- THE TASK
Give the material once more, word for word, without any images.

- INPUT DATA

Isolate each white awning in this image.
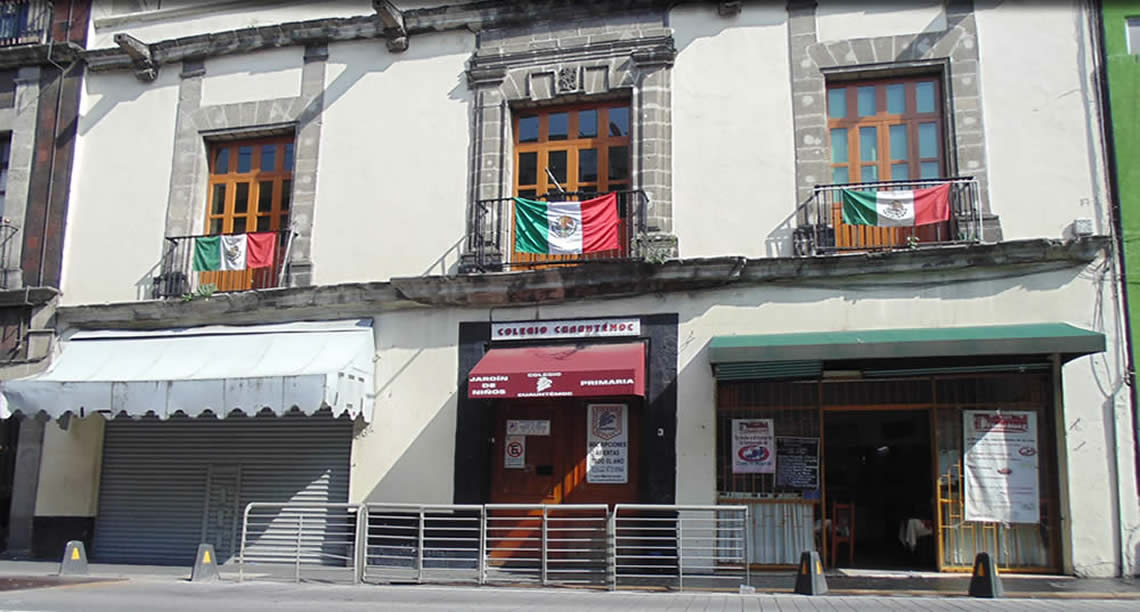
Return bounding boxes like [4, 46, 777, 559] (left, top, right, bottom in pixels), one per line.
[0, 320, 375, 419]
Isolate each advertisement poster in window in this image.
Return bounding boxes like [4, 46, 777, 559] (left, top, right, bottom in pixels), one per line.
[776, 436, 820, 490]
[586, 403, 629, 484]
[962, 410, 1041, 523]
[732, 418, 776, 474]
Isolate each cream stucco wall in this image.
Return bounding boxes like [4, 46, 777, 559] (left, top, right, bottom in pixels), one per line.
[963, 1, 1108, 239]
[35, 416, 105, 516]
[349, 310, 469, 504]
[60, 70, 179, 304]
[312, 32, 474, 284]
[670, 3, 796, 258]
[816, 0, 946, 42]
[202, 47, 304, 106]
[352, 254, 1140, 576]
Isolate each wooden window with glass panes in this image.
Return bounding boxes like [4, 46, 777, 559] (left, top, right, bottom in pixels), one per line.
[198, 137, 293, 291]
[828, 76, 950, 248]
[511, 101, 632, 263]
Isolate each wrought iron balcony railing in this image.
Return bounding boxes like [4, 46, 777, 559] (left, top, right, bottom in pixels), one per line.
[793, 177, 982, 256]
[463, 189, 649, 272]
[0, 0, 52, 47]
[150, 230, 293, 299]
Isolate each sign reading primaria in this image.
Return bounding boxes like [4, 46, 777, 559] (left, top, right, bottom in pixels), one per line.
[491, 318, 641, 341]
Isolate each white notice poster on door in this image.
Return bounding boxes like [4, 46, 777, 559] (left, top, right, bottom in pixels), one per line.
[586, 403, 629, 484]
[732, 418, 776, 474]
[962, 410, 1041, 523]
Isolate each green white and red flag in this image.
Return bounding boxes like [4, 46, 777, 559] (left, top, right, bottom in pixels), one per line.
[514, 194, 619, 255]
[842, 182, 950, 227]
[194, 231, 277, 271]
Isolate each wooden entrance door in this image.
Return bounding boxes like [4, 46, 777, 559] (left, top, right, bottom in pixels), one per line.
[490, 399, 641, 505]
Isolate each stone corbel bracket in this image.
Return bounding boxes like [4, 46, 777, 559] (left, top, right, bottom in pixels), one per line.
[372, 0, 408, 54]
[115, 33, 158, 83]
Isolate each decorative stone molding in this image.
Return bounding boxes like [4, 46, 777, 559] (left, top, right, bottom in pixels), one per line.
[788, 0, 1001, 242]
[115, 33, 158, 83]
[461, 11, 677, 271]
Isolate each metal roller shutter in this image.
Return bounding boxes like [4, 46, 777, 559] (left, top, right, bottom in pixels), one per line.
[92, 410, 352, 564]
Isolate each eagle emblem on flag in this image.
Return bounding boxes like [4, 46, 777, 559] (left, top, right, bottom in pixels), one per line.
[551, 214, 579, 238]
[880, 201, 907, 219]
[222, 244, 245, 268]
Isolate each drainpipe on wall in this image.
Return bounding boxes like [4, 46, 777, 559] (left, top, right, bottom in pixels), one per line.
[1083, 0, 1140, 576]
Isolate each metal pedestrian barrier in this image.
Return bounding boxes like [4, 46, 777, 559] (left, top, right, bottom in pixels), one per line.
[483, 504, 610, 586]
[610, 504, 751, 590]
[237, 503, 361, 582]
[361, 504, 485, 582]
[238, 503, 751, 590]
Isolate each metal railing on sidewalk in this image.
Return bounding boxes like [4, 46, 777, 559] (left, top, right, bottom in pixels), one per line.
[610, 504, 751, 590]
[238, 503, 751, 590]
[238, 503, 363, 582]
[483, 504, 610, 586]
[361, 504, 483, 582]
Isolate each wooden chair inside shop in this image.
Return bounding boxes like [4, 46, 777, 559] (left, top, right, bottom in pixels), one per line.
[829, 503, 855, 568]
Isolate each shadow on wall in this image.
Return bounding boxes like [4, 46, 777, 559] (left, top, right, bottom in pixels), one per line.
[352, 393, 458, 504]
[667, 2, 788, 55]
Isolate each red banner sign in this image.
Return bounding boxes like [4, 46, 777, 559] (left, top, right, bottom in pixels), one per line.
[467, 369, 640, 399]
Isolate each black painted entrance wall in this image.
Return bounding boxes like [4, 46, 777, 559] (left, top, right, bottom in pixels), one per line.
[455, 313, 677, 504]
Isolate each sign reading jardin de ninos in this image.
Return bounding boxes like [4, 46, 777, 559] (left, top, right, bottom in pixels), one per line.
[491, 319, 641, 341]
[467, 370, 637, 398]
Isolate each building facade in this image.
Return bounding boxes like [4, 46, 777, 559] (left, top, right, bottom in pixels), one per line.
[0, 0, 89, 554]
[3, 0, 1140, 576]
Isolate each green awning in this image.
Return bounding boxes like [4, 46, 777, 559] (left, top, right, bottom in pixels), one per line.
[709, 323, 1105, 364]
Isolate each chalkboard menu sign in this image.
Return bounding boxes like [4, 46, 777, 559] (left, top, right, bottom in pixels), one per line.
[776, 436, 820, 489]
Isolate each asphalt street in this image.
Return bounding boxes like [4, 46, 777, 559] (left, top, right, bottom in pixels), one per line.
[0, 579, 1140, 612]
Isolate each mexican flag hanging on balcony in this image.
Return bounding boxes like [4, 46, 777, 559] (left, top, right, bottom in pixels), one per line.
[194, 231, 277, 272]
[514, 194, 620, 255]
[842, 183, 950, 227]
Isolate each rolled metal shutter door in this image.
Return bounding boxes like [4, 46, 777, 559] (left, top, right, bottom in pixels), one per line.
[91, 411, 352, 565]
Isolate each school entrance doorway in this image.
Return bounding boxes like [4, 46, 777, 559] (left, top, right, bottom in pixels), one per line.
[490, 399, 641, 506]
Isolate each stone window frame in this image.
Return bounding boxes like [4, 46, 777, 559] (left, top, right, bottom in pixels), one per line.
[157, 44, 328, 287]
[0, 66, 41, 289]
[820, 58, 959, 182]
[788, 0, 1001, 242]
[459, 24, 677, 271]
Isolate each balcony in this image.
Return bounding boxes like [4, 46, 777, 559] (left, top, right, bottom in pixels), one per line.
[0, 0, 52, 47]
[462, 189, 649, 272]
[793, 177, 982, 256]
[150, 230, 293, 299]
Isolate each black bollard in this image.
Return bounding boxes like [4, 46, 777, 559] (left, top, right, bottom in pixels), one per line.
[796, 550, 828, 595]
[190, 544, 220, 582]
[970, 553, 1004, 598]
[59, 540, 87, 576]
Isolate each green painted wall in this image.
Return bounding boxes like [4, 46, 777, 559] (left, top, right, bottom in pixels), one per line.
[1104, 0, 1140, 387]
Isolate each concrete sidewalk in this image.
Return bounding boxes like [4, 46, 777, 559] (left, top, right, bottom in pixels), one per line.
[0, 561, 1140, 607]
[0, 579, 1137, 612]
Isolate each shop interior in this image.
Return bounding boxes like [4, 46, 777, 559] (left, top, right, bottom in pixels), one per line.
[823, 410, 936, 570]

- WRITTEN ANSWER
Isolate each white awning in this image.
Return bounding boxes like [4, 46, 777, 559] (left, top, right, bottom in pixels), one per line.
[0, 320, 375, 419]
Isolate each advertisement poster in window in this image.
Return bounding boxes like [4, 46, 777, 559] (left, top, right, bottom in pixels), one per line.
[776, 436, 820, 490]
[586, 403, 629, 484]
[962, 410, 1041, 523]
[732, 418, 776, 474]
Isolate each cream stucco wall in this image.
Return bounding boxes like [4, 46, 777, 559] (left, top, right, bottom in pixels), one per line.
[963, 1, 1108, 239]
[35, 416, 105, 516]
[349, 310, 469, 504]
[60, 70, 179, 304]
[312, 32, 474, 284]
[670, 3, 796, 258]
[816, 0, 946, 42]
[202, 47, 304, 106]
[352, 254, 1140, 576]
Isolate each wooden window with glass panes in this image.
Return bounding boxes like [4, 46, 777, 559] (left, top, right, bottom in pixels), one per line.
[198, 137, 293, 291]
[828, 76, 950, 248]
[511, 101, 632, 263]
Isolate each wrought iron balcony railing in this image.
Return bounding boxes like [4, 46, 777, 559] (left, top, right, bottom in pixels), one per line.
[793, 177, 982, 256]
[463, 189, 649, 272]
[0, 0, 52, 47]
[150, 230, 293, 299]
Isolate each sign reading primaria in this image.
Return bounding boxes like [4, 46, 777, 559] (left, top, right, bottom in pixels), one per line.
[491, 318, 641, 341]
Isolate each white notice poster on door in this image.
Return bounding boxes like [4, 46, 777, 559] (left, top, right, bottom in pixels), one per line.
[586, 403, 629, 484]
[732, 418, 776, 474]
[962, 410, 1041, 523]
Isolate each green white and red flag in this image.
Return bounding boxes like [4, 46, 777, 559] (left, top, right, bottom in pixels), one per line.
[514, 194, 619, 255]
[842, 182, 950, 227]
[194, 231, 277, 271]
Isolate each wooden entrance door in this image.
Return bounding boxes like [4, 46, 777, 559] (left, top, right, bottom in pixels), one per line.
[490, 399, 641, 505]
Isolate each stone corbel bracket in this image.
Return bounding boxes like [4, 46, 777, 559] (left, top, right, bottom in pixels), one per line.
[372, 0, 408, 54]
[115, 33, 158, 83]
Isolate each decorative stone molding in this image.
Return bounding boxes like [4, 46, 777, 559] (left, top, right, bottom in pixels), one per line.
[788, 0, 1001, 242]
[115, 33, 158, 83]
[461, 11, 677, 271]
Isolate each metal roller shutter in this image.
Return bounding boxes like [4, 46, 777, 559] (left, top, right, bottom in pixels), one per line.
[92, 410, 352, 564]
Isolate each eagle emblem on flag in this image.
Return bounding boxes like [4, 46, 777, 559] (left, top, right, bottom in pixels), one per line.
[551, 214, 579, 238]
[880, 201, 907, 219]
[222, 244, 245, 268]
Isolate each drainpipe on wall in this image.
Return bounding boxes like [4, 46, 777, 559] (left, top, right, bottom in pixels), one per line.
[1083, 0, 1140, 576]
Isolate each metal pedestrian barrier in this image.
Return bounding boxes like [4, 46, 777, 559] (left, top, right, bottom in pixels), one per line.
[483, 504, 610, 586]
[610, 504, 751, 590]
[237, 503, 361, 582]
[361, 504, 485, 582]
[238, 503, 751, 590]
Isolate each metal railing on sidewalk in this image.
Return bounding boxes like [4, 46, 777, 559] (left, top, right, bottom in pixels), one per line.
[610, 504, 751, 590]
[238, 503, 751, 590]
[238, 503, 363, 582]
[483, 504, 610, 586]
[361, 504, 483, 582]
Isolate each wooden chair inside shop in this image.
Return bounding boxes like [4, 46, 777, 559] (left, top, right, bottom in pixels), one per line.
[829, 503, 855, 568]
Isolate each shadow on wall in this image.
Return bounding boxes like [4, 46, 777, 559] (left, top, right, bottom in pixels), one per line.
[352, 393, 458, 504]
[667, 2, 788, 55]
Isolate each red banner sign in this image.
Return bounding boxes like [4, 46, 777, 559] (left, top, right, bottom in pixels), one per line.
[467, 369, 640, 399]
Isolate each black painted entrance wall in this image.
Return bounding boxes like [4, 46, 777, 559] (left, top, right, bottom in pixels), one per line.
[455, 313, 677, 504]
Isolate each sign reading jardin de ninos in this image.
Return bounding boxes like [4, 46, 777, 559] (left, top, right, bottom in pixels), one per line.
[491, 319, 641, 341]
[467, 370, 637, 398]
Isolate each building facade in this image.
Return bounding boxes like [4, 46, 777, 559] (left, top, right, bottom in pixels), one per line.
[0, 0, 89, 554]
[3, 0, 1140, 576]
Isolate each green awning in this image.
Return bounding boxes like [4, 46, 777, 559] (left, top, right, bottom in pixels), one per line.
[709, 323, 1105, 364]
Isolate each chalkboard menu sign in this image.
Return bounding boxes like [4, 46, 777, 559] (left, top, right, bottom in pixels), one per line.
[776, 436, 820, 489]
Isolate each asphalt street in this image.
Return bounding boxes like [4, 46, 777, 559] (left, top, right, bottom in pixels), one per line.
[0, 579, 1140, 612]
Isolate each mexican flag hanging on balcony in this image.
Return bounding boxes like [4, 46, 777, 559] (left, top, right, bottom in pixels), one per line.
[194, 231, 277, 272]
[514, 194, 620, 255]
[842, 183, 950, 227]
Isolate each rolled metal shutter door in this image.
Return bounding boxes like [4, 46, 777, 559] (left, top, right, bottom in pixels), one per line.
[91, 411, 352, 565]
Isolate each school entrance doorway in this image.
Return bounding boxes like [4, 46, 777, 559] (left, top, right, bottom in pixels), one per line.
[490, 399, 641, 506]
Isolate each stone window frame in this image.
Return bounding boxes like [4, 46, 777, 559] (left, top, right, bottom in pixels), one per line.
[157, 44, 328, 287]
[0, 66, 41, 289]
[820, 58, 959, 182]
[788, 0, 1001, 242]
[459, 24, 677, 271]
Isolate each balcony in this image.
Return bounding boxes like [4, 46, 777, 559] (left, top, right, bottom in pixels), one per line.
[0, 0, 52, 47]
[462, 189, 649, 272]
[793, 177, 982, 256]
[150, 230, 293, 299]
Isolate each black bollard in this image.
Return bounding boxes like [4, 46, 777, 559] (left, top, right, bottom in pixels), one per line.
[796, 550, 828, 595]
[190, 544, 220, 582]
[970, 553, 1004, 598]
[59, 540, 87, 576]
Isolate each green painted wall in this image.
Return bounding boxes like [4, 46, 777, 559] (left, top, right, bottom in pixels), one per line.
[1104, 0, 1140, 387]
Isolate each concrete sidewalk in this image.
Return bounding boxes like [4, 46, 777, 559] (left, top, right, bottom in pixels), one per line.
[0, 561, 1140, 607]
[0, 579, 1137, 612]
Isolate each shop interior in this image.
Return bounding boxes like [4, 46, 777, 559] (left, top, right, bottom in pixels), one per line.
[823, 410, 936, 570]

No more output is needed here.